● **TEXT SEGMENT**:
━━━━

The U.S. Department of Agriculture looked at more than 60 proposals for the $136 million in biofuels grant money. The WSU and UW applications placed among the top three.
Now the real work begins for WSU-led Northwest Advanced Renewables Alliance, which will focus on developing fuels from forest and wood waste. And while the researchers look for solutions to the technical and financial challenges, their efforts will be scrutinized by skeptics turned off by the ethanol boondoggle in the Midwest and the Northwest’s own poorly conceived and executed attempts at building a viable biodiesel industry.
Many a federal and state dollar has been plowed into the ground, never to be seen again.
To avoid a repeat, the NARA research will include an assessment of net energy gain from biofuels when all the inputs from forest to production are calculated. Support for ethanol production has wavered not just because of questions regarding billions in subsidies and the diversion of food stocks, but also whether producing the fuel yields more energy than it took to produce.
Norman Lewis, director of the WSU Institute for Biological Chemistry, helped organize the NARA consortium. He’s seen the waste and says he will not be risking his own scientific reputation, that of the many other experts involved, or the grant money, on leaps of faith. If, at the end of five years, NARA has not overcome all the obstacles, at least researchers will be that much closer to overcoming the scientific problems.

━━━━

● **GIVEN INFORMATION**:
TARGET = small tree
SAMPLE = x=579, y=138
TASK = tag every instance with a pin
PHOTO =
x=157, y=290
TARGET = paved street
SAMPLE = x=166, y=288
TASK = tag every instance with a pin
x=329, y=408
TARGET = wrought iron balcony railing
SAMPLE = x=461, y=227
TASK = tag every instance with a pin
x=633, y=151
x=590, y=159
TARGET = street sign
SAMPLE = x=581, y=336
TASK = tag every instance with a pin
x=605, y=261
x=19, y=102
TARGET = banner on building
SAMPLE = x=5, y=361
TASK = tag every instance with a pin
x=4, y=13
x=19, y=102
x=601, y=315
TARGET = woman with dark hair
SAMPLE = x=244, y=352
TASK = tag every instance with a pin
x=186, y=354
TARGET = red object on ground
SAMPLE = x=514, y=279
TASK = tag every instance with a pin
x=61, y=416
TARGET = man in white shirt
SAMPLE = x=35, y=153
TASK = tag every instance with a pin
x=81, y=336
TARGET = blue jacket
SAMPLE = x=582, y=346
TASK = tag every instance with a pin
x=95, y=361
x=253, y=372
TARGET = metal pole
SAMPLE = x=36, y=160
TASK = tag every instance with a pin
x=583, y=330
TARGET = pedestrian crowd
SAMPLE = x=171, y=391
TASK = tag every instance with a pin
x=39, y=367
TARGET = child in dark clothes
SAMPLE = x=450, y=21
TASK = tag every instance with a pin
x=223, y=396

━━━━

● **WORK INSTRUCTIONS**:
1: According to the biofuels grant text, how many proposals did the U.S. Department of Agriculture review for the grant money?
2: Carry on the text about the biofuels research grant from its last sentence.
The listing comes from a different source than the text.

● **YOUR WRITTEN ANSWERS**:
1: More than 60 proposals.

2:
NARA itself will not start from scratch. Lewis notes the WSU application was accepted because the consortium was able to cherry-pick the top scientists in forest biofuels, from Pennsylvania to Minnesota to Pullman, Moscow and Missoula.
Among the challenges: finding uses for the lignin that constitutes about 30 percent of tree fiber; how to collect disbursed wood residue economically; how to exploit the Northwest’s refineries, pulp mills and other infrastructure; and determining what size plant can make fuel at prices competitive with petroleum-based products.
One problem NARA will not have: customers. A study completed earlier this year by Sustainable Aviation Fuels Northwest said the region’s commercial airports and military bases would be a ready market not far from likely production plants. The U.S. Department of Defense, Boeing Co. and Alaska Airlines avidly support a viable biofuels industry.
If the WSU and/or the UW efforts succeed, jobs will be preserved or created from forest to factory. For WSU, whose scientists have been so instrumental in developing more productive plant varieties, this could be the start of a second Green Revolution.